## Objectif 1
Indiquez si les affirmations suivantes concordent avec la page sur le film documentaire, en répondant oui ou non et en citant à l'identique les mots décisifs : (a) le film a notamment été tourné en Dordogne ; (b) le film est un court métrage ; (c) Jean Clottes est présenté comme spécialiste de l'art pariétal.

## Page
★ ★ ★ ★ ★ ★ ★

Elle a participé avec succès en France, en Suisse et aux États-Unis à de multiples festivals, et été élue femme de l’année du Club de la presse du Périgord en 2014.

L’art plus fort que la mort

Pourquoi ce film documentaire de type long métrage, réalisé avec son collaborateur en création Vincent Lesbros, un maître de l’image, de la photo et du son ? Tourné à Paris, en Picardie (la terre de Jacques Boucher de Perthes), en Midi-Pyrénées et en Dordogne, il devrait entre autres répondre à une question majeure sur l’art, vrai passeport d’immortalité pour nos ancêtres, et à une interrogation plus générale de logique historique.

Jean Clottes

Screen shot : Jean Clottes, illustre préhistorien spécialiste de l'art pariétal,
le jour de l'inauguration du Musée Forum de l'Aurignacien à Aurignac.

★ ★ ★ ★ ★ ★ ★

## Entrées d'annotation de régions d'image
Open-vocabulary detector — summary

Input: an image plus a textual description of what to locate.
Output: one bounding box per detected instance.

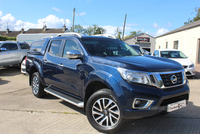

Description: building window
[174,41,178,49]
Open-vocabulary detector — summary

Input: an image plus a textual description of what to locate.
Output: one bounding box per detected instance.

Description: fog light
[133,98,153,109]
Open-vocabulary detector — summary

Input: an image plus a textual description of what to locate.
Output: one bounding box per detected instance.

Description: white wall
[155,27,200,64]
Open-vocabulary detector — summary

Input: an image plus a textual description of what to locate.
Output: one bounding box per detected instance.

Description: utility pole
[72,8,75,32]
[122,14,126,40]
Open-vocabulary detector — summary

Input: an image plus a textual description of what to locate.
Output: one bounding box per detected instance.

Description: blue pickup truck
[26,34,189,133]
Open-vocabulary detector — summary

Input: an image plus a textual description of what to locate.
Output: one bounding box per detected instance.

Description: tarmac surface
[0,65,200,134]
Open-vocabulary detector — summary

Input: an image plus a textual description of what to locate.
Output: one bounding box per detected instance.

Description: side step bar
[44,87,84,108]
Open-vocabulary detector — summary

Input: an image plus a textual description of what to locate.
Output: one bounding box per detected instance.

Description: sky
[0,0,200,37]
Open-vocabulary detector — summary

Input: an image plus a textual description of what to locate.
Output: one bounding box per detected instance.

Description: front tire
[31,72,46,98]
[86,89,124,133]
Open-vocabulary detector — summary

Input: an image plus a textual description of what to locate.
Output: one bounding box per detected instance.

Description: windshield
[131,46,143,54]
[82,38,139,57]
[160,51,187,58]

★ ★ ★ ★ ★ ★ ★

## Objectif 2
Restituez sous forme de liste JSON de chaînes les lignes des rangées, une chaîne par ligne et sans les lignes vides, en partant du début des rangées et en terminant par la ligne contenant « [0,0,200,37] », bornes comprises. Omettez les images dans votre réponse.

## Résultat 1
(a) Oui : « en Midi-Pyrénées et en Dordogne ».
(b) Non : « ce film documentaire de type long métrage ».
(c) Oui : « illustre préhistorien spécialiste de l'art pariétal ».

## Résultat 2
[
  "Open-vocabulary detector — summary",
  "Input: an image plus a textual description of what to locate.",
  "Output: one bounding box per detected instance.",
  "Description: building window",
  "[174,41,178,49]",
  "Open-vocabulary detector — summary",
  "Input: an image plus a textual description of what to locate.",
  "Output: one bounding box per detected instance.",
  "Description: fog light",
  "[133,98,153,109]",
  "Open-vocabulary detector — summary",
  "Input: an image plus a textual description of what to locate.",
  "Output: one bounding box per detected instance.",
  "Description: white wall",
  "[155,27,200,64]",
  "Open-vocabulary detector — summary",
  "Input: an image plus a textual description of what to locate.",
  "Output: one bounding box per detected instance.",
  "Description: utility pole",
  "[72,8,75,32]",
  "[122,14,126,40]",
  "Open-vocabulary detector — summary",
  "Input: an image plus a textual description of what to locate.",
  "Output: one bounding box per detected instance.",
  "Description: blue pickup truck",
  "[26,34,189,133]",
  "Open-vocabulary detector — summary",
  "Input: an image plus a textual description of what to locate.",
  "Output: one bounding box per detected instance.",
  "Description: tarmac surface",
  "[0,65,200,134]",
  "Open-vocabulary detector — summary",
  "Input: an image plus a textual description of what to locate.",
  "Output: one bounding box per detected instance.",
  "Description: side step bar",
  "[44,87,84,108]",
  "Open-vocabulary detector — summary",
  "Input: an image plus a textual description of what to locate.",
  "Output: one bounding box per detected instance.",
  "Description: sky",
  "[0,0,200,37]"
]